- **WHAT NEEDS TO BE DONE**:
Copy the items below from the line containing "the running shoe and record the pixel coordinates." through the line containing "(1219, 854)", replacing "place a single point" with "mark one point" and changing nothing else.
--- BEGIN ---
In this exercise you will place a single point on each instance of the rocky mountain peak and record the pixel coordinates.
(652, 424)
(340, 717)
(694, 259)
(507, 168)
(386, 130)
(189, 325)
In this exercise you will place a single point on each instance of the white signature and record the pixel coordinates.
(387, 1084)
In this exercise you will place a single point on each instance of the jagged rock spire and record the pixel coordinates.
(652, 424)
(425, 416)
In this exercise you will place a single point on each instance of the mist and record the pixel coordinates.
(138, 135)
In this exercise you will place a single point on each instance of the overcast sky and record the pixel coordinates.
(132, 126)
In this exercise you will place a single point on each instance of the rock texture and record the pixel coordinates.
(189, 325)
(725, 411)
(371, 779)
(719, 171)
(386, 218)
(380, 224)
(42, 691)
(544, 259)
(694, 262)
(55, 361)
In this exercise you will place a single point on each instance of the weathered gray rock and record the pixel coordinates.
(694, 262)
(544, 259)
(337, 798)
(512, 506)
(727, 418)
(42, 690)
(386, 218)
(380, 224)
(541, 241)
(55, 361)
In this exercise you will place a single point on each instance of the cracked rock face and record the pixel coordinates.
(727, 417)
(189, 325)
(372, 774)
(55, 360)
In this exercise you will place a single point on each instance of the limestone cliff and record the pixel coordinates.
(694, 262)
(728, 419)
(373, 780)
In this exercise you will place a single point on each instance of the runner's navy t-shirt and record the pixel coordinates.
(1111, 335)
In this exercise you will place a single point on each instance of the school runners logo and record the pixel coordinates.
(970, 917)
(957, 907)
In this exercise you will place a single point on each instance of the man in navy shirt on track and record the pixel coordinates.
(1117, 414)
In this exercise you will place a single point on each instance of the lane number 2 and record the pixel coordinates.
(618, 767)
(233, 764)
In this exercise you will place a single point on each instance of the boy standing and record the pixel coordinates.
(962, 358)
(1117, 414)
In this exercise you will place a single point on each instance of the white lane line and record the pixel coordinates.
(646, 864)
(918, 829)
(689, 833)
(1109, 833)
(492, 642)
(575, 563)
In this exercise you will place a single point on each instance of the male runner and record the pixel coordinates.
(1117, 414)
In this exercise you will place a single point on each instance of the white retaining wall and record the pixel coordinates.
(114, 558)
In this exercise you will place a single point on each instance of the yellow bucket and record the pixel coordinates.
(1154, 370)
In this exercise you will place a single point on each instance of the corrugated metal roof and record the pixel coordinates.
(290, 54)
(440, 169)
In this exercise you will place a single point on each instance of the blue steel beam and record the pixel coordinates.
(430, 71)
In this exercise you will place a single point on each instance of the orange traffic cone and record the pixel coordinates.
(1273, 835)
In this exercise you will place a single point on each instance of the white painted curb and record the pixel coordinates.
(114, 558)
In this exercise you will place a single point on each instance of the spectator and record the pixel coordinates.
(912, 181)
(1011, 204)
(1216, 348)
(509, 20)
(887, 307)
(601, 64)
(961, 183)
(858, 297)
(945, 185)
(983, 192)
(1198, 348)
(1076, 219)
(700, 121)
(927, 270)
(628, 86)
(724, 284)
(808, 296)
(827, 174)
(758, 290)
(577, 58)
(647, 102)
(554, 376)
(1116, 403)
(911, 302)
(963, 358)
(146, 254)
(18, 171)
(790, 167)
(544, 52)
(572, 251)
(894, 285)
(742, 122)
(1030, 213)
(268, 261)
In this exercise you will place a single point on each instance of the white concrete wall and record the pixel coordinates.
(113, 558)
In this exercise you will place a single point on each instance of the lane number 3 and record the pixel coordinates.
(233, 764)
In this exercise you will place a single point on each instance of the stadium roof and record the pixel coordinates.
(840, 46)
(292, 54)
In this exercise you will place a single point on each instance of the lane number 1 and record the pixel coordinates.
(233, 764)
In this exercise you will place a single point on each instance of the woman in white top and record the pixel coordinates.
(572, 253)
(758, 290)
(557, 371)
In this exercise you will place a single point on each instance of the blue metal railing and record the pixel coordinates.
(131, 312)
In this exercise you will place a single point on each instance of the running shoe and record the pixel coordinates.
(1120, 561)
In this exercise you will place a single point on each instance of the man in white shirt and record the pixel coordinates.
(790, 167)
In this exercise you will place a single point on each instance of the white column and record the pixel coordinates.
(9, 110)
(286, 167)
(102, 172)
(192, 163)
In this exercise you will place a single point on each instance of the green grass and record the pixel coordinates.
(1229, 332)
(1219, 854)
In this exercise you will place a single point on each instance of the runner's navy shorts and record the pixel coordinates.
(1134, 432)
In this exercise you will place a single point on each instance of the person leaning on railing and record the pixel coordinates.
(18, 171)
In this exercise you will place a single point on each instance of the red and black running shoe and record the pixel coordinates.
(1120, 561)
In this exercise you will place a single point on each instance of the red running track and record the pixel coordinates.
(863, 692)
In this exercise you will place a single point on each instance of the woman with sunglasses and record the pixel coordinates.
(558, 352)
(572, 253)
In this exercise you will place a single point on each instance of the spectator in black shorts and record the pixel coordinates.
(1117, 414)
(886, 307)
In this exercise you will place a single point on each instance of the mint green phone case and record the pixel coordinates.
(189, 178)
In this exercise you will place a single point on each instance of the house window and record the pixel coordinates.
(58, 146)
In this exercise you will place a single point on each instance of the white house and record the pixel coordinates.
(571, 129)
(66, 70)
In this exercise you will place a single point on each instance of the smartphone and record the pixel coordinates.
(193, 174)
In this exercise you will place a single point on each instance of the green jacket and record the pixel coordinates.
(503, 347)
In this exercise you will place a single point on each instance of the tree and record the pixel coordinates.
--- END ---
- **RESPONSE**:
In this exercise you will mark one point on each instance of the running shoe and record the pixel coordinates.
(1120, 561)
In this exercise you will mark one point on each instance of the man in white shirt and record the pixel coordinates.
(790, 167)
In this exercise you will mark one point on each instance of the white column and record the pixel coordinates.
(9, 110)
(286, 167)
(102, 172)
(192, 163)
In this exercise you will mark one point on each instance of the green grass and record the pixel coordinates.
(1229, 332)
(1219, 854)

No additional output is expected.